**Text segment:**

Vice are here this year, for example, shooting a documentary. The producer is gay, but it’s also her first Dinah and she looks a little overwhelmed.
“What’s your angle?” I ask her. “Well, you know, we’re going to show all the tits and ass,” she says, as her cameraperson zooms in on just that, “and then we’re going to show why it’s actually really meaningful.” She pauses for a moment. “So far though, all we’ve got is the tits and ass.”
Let’s not downplay the tits and ass – they’re meaningful in their own way. As CeeCee, a 26-year-old Dinah newbie, told me, a lot of people don’t think lesbians (that is, real human lesbians, not the male porn fantasies) have any fun. “People think we just sit at home in sensible shoes reading feminist theory to our cats,” she said. Being able to strip off at the Dinah, then, is an empowering experience for a lot of women; a chance to embrace and celebrate their sexuality in a safe space.

**Information shown:**
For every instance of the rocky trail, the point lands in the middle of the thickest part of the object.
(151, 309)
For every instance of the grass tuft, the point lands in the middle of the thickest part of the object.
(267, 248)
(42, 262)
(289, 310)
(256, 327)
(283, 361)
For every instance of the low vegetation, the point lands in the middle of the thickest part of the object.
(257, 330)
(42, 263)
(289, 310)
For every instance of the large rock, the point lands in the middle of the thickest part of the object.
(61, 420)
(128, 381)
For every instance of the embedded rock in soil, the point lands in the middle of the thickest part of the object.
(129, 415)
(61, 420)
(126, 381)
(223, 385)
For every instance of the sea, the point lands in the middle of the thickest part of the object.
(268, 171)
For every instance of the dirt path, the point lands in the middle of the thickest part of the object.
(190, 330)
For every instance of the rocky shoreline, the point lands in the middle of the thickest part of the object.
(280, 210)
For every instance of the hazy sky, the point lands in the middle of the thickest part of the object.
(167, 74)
--
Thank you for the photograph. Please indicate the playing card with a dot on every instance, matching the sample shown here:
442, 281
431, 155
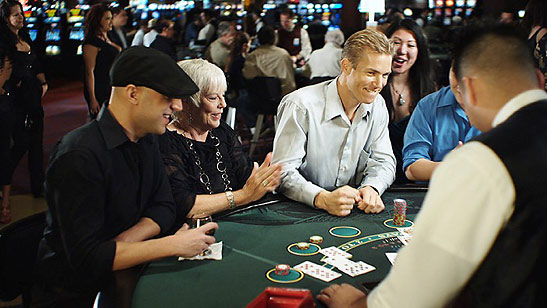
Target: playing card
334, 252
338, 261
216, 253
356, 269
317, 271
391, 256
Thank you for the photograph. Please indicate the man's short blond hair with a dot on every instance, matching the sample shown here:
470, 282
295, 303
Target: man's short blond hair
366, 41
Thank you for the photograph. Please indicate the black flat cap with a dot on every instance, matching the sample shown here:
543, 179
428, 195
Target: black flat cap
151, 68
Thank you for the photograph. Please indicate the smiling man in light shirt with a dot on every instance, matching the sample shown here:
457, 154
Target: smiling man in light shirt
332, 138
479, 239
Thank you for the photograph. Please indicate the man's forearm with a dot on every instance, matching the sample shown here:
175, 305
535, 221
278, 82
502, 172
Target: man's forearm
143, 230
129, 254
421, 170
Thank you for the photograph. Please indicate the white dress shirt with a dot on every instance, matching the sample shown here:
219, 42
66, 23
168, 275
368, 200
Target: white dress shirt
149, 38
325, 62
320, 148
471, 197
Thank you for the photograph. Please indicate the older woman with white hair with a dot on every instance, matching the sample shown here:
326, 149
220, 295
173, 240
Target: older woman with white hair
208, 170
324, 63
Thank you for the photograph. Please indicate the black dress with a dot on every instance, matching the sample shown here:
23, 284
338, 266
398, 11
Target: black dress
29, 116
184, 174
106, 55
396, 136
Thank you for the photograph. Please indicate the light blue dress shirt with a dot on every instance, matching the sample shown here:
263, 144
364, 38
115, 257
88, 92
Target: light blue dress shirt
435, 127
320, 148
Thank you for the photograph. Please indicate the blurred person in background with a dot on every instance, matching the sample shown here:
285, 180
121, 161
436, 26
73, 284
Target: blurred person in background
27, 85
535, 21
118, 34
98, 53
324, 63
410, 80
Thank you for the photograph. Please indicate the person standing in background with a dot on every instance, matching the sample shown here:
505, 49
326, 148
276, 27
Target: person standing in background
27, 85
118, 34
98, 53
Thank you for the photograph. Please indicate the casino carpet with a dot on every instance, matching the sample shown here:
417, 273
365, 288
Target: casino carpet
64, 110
...
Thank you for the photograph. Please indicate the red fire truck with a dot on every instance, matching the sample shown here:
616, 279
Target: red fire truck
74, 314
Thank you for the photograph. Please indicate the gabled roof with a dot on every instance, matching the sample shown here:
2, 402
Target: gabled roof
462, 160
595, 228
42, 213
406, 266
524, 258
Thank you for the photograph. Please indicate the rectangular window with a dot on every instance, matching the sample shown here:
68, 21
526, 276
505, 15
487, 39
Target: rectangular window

**Exercise directions:** Resume the piece about the Dinah above, picking up after its last sentence.

**Response to the task:**
Palm Springs: ‘Embracing gay can pay’
While a lot of big brands have only started wooing dyke dollars recently, the city of Palm Springs has long been cognizant of the economic benefits of embracing diversity. It grew to prominence in the 1930s when closeted Hollywood movie stars would head to the desert to escape the studios’ scrutiny. The likes of Rock Hudson, Liberace, Greta Garbo, Joan Crawford and Marlene Dietrich all spent time there.
Today it’s estimated that almost half the population of Palm Springs are gay, and it has the highest per capita gay population in the US, if not the world. It’s also seeing a surge of interest among straight Hollywood. Leonardo DiCaprio recently bought a vacation home there: the Dinah Shore Palm Springs Estate.
Rob Moon, the openly gay mayor of Palm Springs, told me that “now more than ever, the city is experiencing a tremendous renaissance and Dinah Shore Weekend has been a huge economic driver. We owe a debt of gratitude to the LGBT community for helping Palm Springs evolve into the ultra-cool, stylish and sophisticated city it is today.”
As for the future of lesbian-centric events, there has been a trend oflesbian bars closing recently. This has been partly been blamed on apps like Tinder, which make meeting other gay people less reliant on gay bars. It’s also been put down to more liberal attitudes; there’s no longer a need for gay space if all space is more inclusive.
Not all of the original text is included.